## OBJECTIVE
Rewrite the lines below as a JSON list of strings, one string per line, leaving out any blank lines.

## AVAILABLE DATA
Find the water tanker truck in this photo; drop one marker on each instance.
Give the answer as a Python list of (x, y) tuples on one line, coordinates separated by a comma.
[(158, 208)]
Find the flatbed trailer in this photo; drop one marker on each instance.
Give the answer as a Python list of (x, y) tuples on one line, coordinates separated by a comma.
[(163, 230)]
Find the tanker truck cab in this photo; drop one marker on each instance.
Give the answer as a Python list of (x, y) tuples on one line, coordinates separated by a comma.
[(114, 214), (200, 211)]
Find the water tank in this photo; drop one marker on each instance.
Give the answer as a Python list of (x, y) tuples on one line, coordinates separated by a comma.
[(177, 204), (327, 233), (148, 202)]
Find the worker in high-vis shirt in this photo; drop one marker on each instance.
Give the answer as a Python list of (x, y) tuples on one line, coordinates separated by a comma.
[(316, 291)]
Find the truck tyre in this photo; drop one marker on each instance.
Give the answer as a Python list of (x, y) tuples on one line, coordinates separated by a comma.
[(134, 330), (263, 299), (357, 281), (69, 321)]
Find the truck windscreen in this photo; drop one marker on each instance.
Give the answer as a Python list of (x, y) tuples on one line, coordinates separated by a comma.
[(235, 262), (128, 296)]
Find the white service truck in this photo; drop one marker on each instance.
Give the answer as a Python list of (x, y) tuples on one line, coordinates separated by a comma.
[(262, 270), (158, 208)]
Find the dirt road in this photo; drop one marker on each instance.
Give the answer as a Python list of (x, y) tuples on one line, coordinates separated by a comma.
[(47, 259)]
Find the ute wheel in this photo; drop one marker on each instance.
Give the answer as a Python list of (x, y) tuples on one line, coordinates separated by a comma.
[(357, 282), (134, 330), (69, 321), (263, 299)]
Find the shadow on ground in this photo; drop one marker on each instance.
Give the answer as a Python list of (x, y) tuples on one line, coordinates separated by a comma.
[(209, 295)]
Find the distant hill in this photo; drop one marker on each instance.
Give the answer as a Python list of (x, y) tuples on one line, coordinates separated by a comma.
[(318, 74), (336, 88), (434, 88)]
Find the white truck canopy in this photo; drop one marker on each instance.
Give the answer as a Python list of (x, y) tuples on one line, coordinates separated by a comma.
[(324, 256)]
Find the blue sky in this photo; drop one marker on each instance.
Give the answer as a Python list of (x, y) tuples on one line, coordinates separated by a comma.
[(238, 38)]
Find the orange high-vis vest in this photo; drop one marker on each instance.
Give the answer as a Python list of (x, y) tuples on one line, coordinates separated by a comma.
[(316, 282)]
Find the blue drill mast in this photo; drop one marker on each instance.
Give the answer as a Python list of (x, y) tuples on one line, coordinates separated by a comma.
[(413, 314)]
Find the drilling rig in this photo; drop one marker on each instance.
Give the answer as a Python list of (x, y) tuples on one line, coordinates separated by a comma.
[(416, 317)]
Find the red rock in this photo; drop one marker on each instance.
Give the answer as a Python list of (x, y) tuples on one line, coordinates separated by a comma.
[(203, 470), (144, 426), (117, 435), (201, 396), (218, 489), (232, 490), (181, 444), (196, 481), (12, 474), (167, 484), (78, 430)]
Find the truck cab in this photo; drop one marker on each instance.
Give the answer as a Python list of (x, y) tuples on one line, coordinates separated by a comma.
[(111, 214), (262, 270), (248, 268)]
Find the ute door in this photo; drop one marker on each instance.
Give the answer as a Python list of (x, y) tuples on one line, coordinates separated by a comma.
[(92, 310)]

## RESULT OF THE EXERCISE
[
  "Find the water tanker truck in this photo; drop one marker on each instance.",
  "Give the answer as a Python list of (x, y) tuples on one line, coordinates separated by a comma.",
  "[(158, 208)]",
  "Find the flatbed trailer in this photo; drop one marker on each instance.",
  "Give the answer as a Python list of (x, y) tuples on one line, coordinates separated by a comma.",
  "[(163, 230)]",
  "Find the tanker truck cab in this photo; drop one marker on each instance.",
  "Give the answer as a Python list of (x, y) tuples on one line, coordinates separated by a comma.",
  "[(114, 214), (200, 211)]",
  "Find the water tank in this photo; drop one marker on each instance.",
  "Give the answer as a Python list of (x, y) tuples on one line, coordinates separated by a comma.",
  "[(177, 204), (327, 233), (148, 202)]",
  "Find the worker in high-vis shirt in this photo; drop one marker on each instance.",
  "Give the answer as a Python list of (x, y) tuples on one line, coordinates separated by a comma.",
  "[(316, 291)]",
  "Find the truck tyre in this photo; drop one marker on each instance.",
  "Give the answer as a Python list of (x, y) tuples on one line, coordinates separated by a comma.",
  "[(134, 330), (263, 299), (357, 281), (69, 321)]",
  "Find the truck windscreen in this photo; drop one marker on each instance.",
  "Give the answer as a Python list of (x, y) tuples on one line, coordinates separated by a comma.",
  "[(235, 262), (128, 296)]",
  "Find the white service truck in this photo; drop one marker on each instance.",
  "Give the answer as a Python list of (x, y) tuples on one line, coordinates separated by a comma.",
  "[(262, 270), (158, 208)]",
  "Find the dirt road in this photo; drop one marker on each instance.",
  "Give the answer as a Python list of (x, y) tuples on one line, coordinates separated by a comma.",
  "[(47, 259)]",
  "Find the ute wheel in this photo; drop one marker on each instance.",
  "Give the answer as a Python list of (x, y) tuples on one line, coordinates separated by a comma.",
  "[(357, 282), (134, 330), (69, 321), (263, 299)]",
  "Find the shadow on ground in this photo; drop one marker on each instance.",
  "Give the answer as a Python list of (x, y) tuples on one line, coordinates separated by a comma.",
  "[(209, 295)]",
  "Find the distant hill in this photo; drop one marker on each instance.",
  "Give the answer as a Python list of (x, y) tuples on one line, coordinates separated by a comma.",
  "[(318, 74), (336, 88), (434, 88)]",
  "Find the white truck canopy in this photo; drop one marker on each instance.",
  "Give the answer as a Python list of (x, y) tuples on one line, coordinates separated by a comma.",
  "[(324, 256)]",
  "Find the blue sky in this photo; drop one marker on each instance.",
  "Give the answer as a Python list of (x, y) tuples on one line, coordinates separated by a comma.",
  "[(238, 38)]",
  "Find the orange high-vis vest in this photo; drop one marker on each instance.",
  "Give the answer as a Python list of (x, y) tuples on one line, coordinates separated by a comma.",
  "[(316, 282)]",
  "Find the blue drill mast in this photo; drop one marker on each instance.",
  "Give the answer as a Python list of (x, y) tuples on one line, coordinates separated by a comma.",
  "[(413, 314)]",
  "Find the drilling rig in this photo; drop one marker on each instance.",
  "Give the answer as a Python list of (x, y) tuples on one line, coordinates separated by a comma.",
  "[(416, 317)]",
  "Find the red rock in this photo; drop one marker on each instance.",
  "Give the answer as a Python list of (x, y) tuples on one line, coordinates separated by a comma.",
  "[(203, 470), (144, 426), (117, 435), (201, 396), (218, 489), (232, 490), (181, 444), (196, 481), (12, 474), (167, 484), (78, 430)]",
  "Find the truck cab in this photo; drop one marker on each instance.",
  "Give the answer as a Python list of (x, y) tuples on one line, coordinates separated by a comma.",
  "[(111, 214), (262, 270), (248, 268)]",
  "Find the ute door in this photo; drop one marker on each instance.",
  "Give the answer as a Python list of (x, y) tuples on one line, coordinates separated by a comma.",
  "[(92, 310)]"
]